Within these records, how many lines hold "becomes"? Give the number alone.
++++++++++
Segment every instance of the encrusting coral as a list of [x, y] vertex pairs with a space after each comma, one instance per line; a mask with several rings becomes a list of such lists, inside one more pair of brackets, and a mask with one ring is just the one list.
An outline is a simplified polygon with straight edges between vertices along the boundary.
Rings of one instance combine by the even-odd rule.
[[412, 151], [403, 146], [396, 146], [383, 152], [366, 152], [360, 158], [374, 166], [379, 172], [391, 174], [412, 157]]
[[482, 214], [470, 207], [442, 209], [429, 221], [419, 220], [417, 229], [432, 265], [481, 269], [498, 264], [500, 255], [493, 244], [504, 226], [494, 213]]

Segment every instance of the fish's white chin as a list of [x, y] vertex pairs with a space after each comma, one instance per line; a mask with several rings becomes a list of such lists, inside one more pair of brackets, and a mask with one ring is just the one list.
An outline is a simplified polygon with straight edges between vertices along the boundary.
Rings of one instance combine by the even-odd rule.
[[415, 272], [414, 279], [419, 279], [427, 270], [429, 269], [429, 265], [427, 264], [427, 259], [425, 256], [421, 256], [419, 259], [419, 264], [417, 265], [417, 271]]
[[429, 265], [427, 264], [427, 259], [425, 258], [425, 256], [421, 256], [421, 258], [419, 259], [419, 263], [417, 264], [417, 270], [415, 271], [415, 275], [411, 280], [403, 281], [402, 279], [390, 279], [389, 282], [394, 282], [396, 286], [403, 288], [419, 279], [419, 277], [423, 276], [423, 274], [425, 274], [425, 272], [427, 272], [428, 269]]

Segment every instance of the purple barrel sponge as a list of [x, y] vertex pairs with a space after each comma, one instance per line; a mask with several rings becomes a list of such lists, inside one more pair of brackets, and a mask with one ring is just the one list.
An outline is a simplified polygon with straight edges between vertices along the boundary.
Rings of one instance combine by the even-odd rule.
++++++++++
> **OUTPUT OF THE TASK**: 3